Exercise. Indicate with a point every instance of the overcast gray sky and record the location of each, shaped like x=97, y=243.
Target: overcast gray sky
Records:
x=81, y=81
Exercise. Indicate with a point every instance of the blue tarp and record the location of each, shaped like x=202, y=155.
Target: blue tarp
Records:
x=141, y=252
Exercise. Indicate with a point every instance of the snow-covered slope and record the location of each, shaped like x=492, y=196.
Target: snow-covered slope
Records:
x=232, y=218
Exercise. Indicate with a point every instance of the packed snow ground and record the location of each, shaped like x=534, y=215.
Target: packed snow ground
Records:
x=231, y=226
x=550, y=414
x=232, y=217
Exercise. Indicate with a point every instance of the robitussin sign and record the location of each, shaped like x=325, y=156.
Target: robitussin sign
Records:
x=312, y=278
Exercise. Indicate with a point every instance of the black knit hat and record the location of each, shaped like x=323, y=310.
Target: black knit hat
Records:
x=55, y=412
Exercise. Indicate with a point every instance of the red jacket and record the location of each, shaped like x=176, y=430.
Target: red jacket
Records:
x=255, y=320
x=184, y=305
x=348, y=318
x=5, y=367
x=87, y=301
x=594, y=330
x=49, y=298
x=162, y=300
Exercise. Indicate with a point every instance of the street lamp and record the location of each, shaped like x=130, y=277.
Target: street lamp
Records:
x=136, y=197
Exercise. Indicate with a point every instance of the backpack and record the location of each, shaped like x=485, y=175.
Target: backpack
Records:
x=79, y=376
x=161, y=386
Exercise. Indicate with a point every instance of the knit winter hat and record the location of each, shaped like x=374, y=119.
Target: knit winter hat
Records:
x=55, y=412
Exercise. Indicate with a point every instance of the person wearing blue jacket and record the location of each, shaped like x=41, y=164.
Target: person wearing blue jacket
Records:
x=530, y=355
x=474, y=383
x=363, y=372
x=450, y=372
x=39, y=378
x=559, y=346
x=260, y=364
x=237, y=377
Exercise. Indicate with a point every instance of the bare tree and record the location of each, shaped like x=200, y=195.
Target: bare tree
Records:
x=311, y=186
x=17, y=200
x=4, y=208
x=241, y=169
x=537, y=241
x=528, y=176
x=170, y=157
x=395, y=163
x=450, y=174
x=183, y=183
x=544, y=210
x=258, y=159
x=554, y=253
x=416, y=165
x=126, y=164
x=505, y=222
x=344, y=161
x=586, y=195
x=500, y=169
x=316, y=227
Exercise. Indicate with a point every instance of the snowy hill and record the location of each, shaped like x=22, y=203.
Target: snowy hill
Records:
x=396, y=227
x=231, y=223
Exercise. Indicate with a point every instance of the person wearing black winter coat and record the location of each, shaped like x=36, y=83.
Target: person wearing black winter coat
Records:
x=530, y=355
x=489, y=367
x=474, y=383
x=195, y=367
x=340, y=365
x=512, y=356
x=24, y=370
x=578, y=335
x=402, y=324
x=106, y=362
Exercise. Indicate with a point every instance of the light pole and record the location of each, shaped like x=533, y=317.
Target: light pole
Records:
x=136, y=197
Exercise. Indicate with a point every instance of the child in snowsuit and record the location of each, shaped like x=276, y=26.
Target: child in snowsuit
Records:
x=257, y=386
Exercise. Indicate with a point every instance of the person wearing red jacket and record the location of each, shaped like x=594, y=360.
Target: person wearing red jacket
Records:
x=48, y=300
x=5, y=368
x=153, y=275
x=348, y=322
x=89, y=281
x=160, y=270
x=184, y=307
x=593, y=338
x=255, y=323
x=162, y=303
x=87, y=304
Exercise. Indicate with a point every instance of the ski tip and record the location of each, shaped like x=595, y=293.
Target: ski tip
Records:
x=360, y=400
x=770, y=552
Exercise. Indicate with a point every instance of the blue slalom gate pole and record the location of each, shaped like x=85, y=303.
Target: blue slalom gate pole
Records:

● ● ● ●

:: WORK TO BE COMPLETED ::
Rewrite the lines starting with the line that contains "like x=594, y=360." and going on through the line that contains "x=87, y=304", requests included, multiplying every x and y coordinate in the answers by 1.05 and rounding to whole numbers, with halves rounded up. Leave the numbers in the requests and their format samples as they are.

:: RESPONSE TO THIS TASK ::
Exercise. Indicate with a point every instance of the person wearing red jacket and record the location of each, shaped like x=594, y=360.
Target: person wearing red jacket
Records:
x=50, y=315
x=5, y=386
x=161, y=289
x=365, y=338
x=93, y=295
x=168, y=284
x=193, y=322
x=623, y=355
x=268, y=339
x=170, y=318
x=91, y=319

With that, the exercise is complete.